**REQUIRED WORK:** From the passage on censorship below, return verbatim the portion that opens with the words containing "Best regards, Benjamin" and closes with "to you personally).".

What Are the Criteria for Censorship?

Question

Hello and blessings,
What are the criteria for censorship?
Best regards, Benjamin “the Censored” Gurlin

Answer

Questions that are really statements, where it is clear they are not meant to ask but to vent anger, are deleted. Questions that contain insults are deleted. Irrelevant questions are deleted. Especially when there is a clear and ongoing background with the questioner, that adds weight on the stringent side (including one case that is probably very familiar to you personally).
At first I thought of deleting this question too, since I already explained this in the past (I think also to you), and I don’t have a more precise description of the criteria. But because you get deleted quite a bit, I thought it was appropriate to give you an answer about it.

Just to clarify, almost none of this has happened since the site was founded. The deleted questions that were not yours were truly very few (fewer than five, in my estimation). Yours will continue to be deleted energetically as long as their character warrants it.

Discussion on Answer

Beit Hillel (2020-04-18)

[The term censorship is too broad. There is censorship of correct information because it is correct and people do not want it published. And there is simple “censorship” just because this is not the place, and the censored person is invited to look for other platforms for himself, just as Nature would not publish a Trump election speech.]

K (2020-04-19)

Dataset excerpts on object pointing
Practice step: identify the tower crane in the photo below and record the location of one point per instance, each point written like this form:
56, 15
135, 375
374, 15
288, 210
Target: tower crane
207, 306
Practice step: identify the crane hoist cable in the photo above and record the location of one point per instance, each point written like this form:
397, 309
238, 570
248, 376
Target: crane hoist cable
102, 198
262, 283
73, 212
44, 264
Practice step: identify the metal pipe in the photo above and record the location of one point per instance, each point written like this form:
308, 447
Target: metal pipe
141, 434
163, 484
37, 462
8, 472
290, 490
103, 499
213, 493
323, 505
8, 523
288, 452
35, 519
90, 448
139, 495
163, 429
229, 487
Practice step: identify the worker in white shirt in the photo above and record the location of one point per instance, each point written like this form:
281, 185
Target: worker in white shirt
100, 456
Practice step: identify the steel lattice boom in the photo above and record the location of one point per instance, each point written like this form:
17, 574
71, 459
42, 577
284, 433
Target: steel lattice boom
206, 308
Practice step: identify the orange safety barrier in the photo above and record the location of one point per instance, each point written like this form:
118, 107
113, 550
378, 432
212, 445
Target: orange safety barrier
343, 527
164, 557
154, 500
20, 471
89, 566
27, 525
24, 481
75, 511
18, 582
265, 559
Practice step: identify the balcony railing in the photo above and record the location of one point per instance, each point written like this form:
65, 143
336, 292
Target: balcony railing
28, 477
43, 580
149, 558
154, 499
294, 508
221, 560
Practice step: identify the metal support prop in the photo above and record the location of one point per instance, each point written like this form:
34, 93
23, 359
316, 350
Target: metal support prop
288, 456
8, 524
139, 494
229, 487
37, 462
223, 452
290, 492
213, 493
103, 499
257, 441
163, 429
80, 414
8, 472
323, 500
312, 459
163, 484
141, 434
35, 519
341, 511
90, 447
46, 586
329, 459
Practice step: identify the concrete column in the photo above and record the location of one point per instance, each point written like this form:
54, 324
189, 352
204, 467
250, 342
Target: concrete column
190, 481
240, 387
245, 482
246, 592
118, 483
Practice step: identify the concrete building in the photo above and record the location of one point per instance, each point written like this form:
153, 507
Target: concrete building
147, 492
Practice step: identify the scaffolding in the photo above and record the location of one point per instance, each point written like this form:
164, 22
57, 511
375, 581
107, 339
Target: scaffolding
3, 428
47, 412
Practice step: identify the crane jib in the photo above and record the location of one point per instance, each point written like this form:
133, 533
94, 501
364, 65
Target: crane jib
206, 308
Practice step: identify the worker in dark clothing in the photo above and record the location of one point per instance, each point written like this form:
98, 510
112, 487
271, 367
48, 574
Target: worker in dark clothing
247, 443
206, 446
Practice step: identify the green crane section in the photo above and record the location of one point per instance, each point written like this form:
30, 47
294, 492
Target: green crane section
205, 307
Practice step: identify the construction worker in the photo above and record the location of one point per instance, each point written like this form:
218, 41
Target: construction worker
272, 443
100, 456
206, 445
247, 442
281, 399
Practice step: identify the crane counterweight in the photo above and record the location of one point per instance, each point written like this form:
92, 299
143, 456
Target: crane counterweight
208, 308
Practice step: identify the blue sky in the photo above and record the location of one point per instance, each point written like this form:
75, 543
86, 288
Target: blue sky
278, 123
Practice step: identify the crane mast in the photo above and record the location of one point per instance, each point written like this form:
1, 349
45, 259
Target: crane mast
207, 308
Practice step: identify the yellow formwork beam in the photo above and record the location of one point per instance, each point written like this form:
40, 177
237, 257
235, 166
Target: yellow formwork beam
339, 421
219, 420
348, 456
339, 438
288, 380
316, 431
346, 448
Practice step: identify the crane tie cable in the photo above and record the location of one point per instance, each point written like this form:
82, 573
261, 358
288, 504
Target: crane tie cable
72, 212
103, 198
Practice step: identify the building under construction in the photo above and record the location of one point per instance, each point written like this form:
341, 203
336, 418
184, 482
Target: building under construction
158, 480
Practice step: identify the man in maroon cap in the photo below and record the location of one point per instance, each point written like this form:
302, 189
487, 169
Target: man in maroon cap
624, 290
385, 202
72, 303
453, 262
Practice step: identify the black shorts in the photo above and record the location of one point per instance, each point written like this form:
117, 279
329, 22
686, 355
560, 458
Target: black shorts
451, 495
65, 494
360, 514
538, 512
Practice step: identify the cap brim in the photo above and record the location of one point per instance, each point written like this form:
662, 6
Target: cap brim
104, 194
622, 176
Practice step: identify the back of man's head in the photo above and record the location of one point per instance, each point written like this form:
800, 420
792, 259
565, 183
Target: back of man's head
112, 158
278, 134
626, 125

**EXERCISE SOLUTION:**
Best regards, Benjamin “the Censored” Gurlin

Answer

Questions that are really statements, where it is clear they are not meant to ask but to vent anger, are deleted. Questions that contain insults are deleted. Irrelevant questions are deleted. Especially when there is a clear and ongoing background with the questioner, that adds weight on the stringent side (including one case that is probably very familiar to you personally).